* [WORK TO COMPLETE]:
Copy out the data below, swapping every "planter" for "pot" and keeping everything else the same.

* [EXTRACTED INFORMATION]:
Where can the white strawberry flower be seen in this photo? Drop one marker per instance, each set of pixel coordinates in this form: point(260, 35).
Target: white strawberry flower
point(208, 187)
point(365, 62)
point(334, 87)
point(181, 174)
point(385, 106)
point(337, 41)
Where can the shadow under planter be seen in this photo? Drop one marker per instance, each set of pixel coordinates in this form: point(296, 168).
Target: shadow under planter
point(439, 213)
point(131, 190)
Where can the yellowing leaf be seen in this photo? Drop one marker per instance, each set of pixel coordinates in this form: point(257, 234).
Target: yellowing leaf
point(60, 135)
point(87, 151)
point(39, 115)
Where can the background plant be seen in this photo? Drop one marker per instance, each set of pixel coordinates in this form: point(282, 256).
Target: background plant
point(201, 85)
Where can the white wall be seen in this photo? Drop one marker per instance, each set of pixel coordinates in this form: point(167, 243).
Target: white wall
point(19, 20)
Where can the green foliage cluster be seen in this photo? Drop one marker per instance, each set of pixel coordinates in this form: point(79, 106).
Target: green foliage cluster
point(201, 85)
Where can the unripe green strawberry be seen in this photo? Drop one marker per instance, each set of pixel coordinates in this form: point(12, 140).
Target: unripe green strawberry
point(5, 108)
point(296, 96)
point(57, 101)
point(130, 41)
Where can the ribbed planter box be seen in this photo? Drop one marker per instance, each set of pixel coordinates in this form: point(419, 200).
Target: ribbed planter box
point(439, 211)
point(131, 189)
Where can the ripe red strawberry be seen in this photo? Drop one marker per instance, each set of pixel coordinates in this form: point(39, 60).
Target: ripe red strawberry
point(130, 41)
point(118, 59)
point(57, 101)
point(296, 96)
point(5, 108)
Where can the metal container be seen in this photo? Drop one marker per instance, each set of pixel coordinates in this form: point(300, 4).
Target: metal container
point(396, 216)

* [RESULT]:
Where can the white strawberry flower be seen in this photo? Drop one marker per instance, each set of pixel coordinates in this form: point(260, 35).
Target: white strawberry flower
point(208, 187)
point(365, 62)
point(334, 87)
point(181, 174)
point(385, 106)
point(337, 41)
Where can the shadow under pot be seen in this photo? Drop one marker per instance, each set of pixel coordinates in this form: point(296, 168).
Target: shadow under pot
point(439, 213)
point(131, 190)
Where can the yellowing leaf be seen in this photo? Drop one marker per instance, each set of pixel coordinates in this form: point(257, 234).
Target: yellowing leaf
point(60, 135)
point(87, 151)
point(39, 115)
Where can the background plant be seen in this photo? Drop one marker per instance, each set of pixel coordinates in this form: point(282, 256).
Target: background plant
point(201, 85)
Where can the white wall be seen in this photo? Drop one marker per instance, each set of pixel coordinates in this form: point(167, 243).
Target: white wall
point(19, 20)
Where can the green foliage cluster be seen in this photo? Drop one marker per instance, each set of pixel coordinates in this form: point(79, 106).
Target: green foliage cluster
point(201, 85)
Where can the unripe green strawberry be seen in this photo? Drop one marker per instance, each set of pixel coordinates in this form: point(12, 140).
Target: unripe green strawberry
point(5, 108)
point(296, 96)
point(57, 101)
point(130, 41)
Where can the ribbed pot box be seen in this photo? Drop one marker per instance, each set of pixel coordinates in this form: point(419, 200).
Target: ribbed pot box
point(439, 211)
point(131, 189)
Where can the ripe red strawberry be seen in this photo? Drop one marker per instance, each set of pixel coordinates in this form: point(39, 60).
Target: ripe red strawberry
point(130, 41)
point(118, 59)
point(57, 101)
point(296, 96)
point(5, 108)
Where can the metal container be seen in this photo? Drop one marker per instance, each set of pixel coordinates in this form: point(300, 4).
Target: metal container
point(396, 216)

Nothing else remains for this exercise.